REQUIREMENT 1: According to the passage on men's mental health, what are the biggest causes of mental health issues in men's lives?
REQUIREMENT 2: Write out the stretch of the passage on men's mental health from "Mental Health includes" through "relationships with others.".
REQUIREMENT 3: Sum up the passage on men's mental health in two sentences.

TEXT PASSAGE:
=== Section Start ===

What is mental health?
Mental Health includes our emotion, psychological and social well-being, and effects how we think feel and act, there are multiple mental health disorders which includes depression, anxiety and encompasses a wide range of factors such as the decision to manage stress, make decisions and maintain relationships with others.
Mental health issues are not exclusive to any gender although women are to seek health for mental health problems which can lead to a number of challenges for men’s mental health.
Mens mental health
According to the Mental Health Foundation, three times as many men die by suicide compared to women with men aged 40-49 having the highest suicide rate in the UK and according to the Government’s well-being survey men report lower levels of life satisfaction than women.
Mental health statistics show that over 35% think they’ve had a diagnosable mental health condition at one point in there life, with 77% of men have suffered a least one common symptom of mental health with 29% of men say they won’t seek help as they are “too embarrassed” to do so.
The biggest causes of mental health issues in men’s lives are work, finance and health.

=== Section End ===

INFORMATION:
=== Section Start ===

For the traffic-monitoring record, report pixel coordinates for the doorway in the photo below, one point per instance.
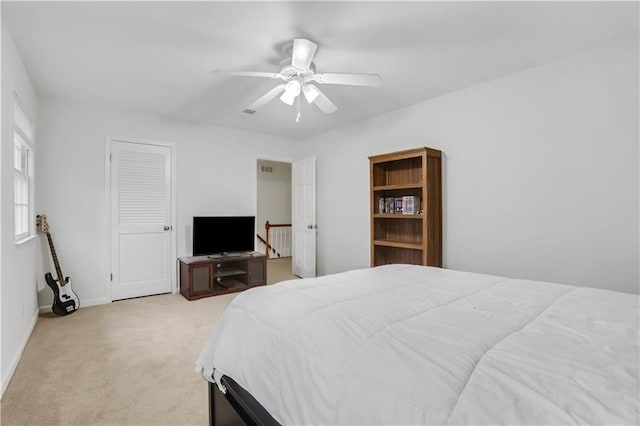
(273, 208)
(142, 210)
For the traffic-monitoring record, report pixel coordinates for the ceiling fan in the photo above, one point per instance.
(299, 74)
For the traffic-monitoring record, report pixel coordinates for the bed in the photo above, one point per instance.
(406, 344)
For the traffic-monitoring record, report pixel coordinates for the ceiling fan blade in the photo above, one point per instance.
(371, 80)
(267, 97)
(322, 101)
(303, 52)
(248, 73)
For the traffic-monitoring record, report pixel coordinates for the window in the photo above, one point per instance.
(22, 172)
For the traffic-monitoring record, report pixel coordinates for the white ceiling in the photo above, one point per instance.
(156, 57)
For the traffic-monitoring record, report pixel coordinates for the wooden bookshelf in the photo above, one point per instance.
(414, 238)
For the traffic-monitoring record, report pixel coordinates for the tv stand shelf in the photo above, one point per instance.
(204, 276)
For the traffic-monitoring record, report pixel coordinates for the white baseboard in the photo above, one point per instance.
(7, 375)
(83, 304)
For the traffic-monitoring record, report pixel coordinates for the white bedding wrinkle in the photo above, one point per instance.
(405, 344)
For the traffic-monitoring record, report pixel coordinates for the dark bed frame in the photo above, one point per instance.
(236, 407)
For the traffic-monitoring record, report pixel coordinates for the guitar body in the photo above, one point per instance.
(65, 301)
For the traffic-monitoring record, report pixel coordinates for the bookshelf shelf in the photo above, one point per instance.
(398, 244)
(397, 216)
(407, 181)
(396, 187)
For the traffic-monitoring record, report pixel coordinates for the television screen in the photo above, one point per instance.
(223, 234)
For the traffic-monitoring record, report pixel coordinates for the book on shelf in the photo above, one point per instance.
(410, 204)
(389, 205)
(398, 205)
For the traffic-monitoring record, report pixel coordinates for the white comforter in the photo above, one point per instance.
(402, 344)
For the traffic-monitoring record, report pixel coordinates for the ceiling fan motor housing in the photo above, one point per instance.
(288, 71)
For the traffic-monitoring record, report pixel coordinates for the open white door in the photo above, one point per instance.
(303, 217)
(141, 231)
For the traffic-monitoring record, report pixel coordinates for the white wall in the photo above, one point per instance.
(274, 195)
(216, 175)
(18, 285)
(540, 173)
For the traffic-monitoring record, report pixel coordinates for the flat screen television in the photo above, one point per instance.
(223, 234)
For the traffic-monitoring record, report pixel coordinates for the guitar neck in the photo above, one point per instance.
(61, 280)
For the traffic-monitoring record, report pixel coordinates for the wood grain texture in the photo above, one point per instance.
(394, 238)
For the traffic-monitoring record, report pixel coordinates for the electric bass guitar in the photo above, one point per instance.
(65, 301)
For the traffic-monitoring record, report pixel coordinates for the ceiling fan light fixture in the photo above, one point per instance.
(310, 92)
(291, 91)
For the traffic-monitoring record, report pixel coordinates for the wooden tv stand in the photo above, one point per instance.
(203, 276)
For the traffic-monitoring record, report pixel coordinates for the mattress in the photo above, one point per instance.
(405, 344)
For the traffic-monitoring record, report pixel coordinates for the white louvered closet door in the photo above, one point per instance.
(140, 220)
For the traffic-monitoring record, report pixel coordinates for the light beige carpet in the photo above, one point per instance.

=== Section End ===

ANSWER SECTION 1: Work, finance and health.

ANSWER SECTION 2:
Mental Health includes our emotion, psychological and social well-being, and effects how we think feel and act, there are multiple mental health disorders which includes depression, anxiety and encompasses a wide range of factors such as the decision to manage stress, make decisions and maintain relationships with others.

ANSWER SECTION 3: Mental health covers our emotional, psychological and social well-being and affects how we think, feel and act. According to the Mental Health Foundation, three times as many men as women die by suicide, with men aged 40-49 having the highest suicide rate in the UK, and work, finance and health are the biggest causes of mental health issues in men's lives.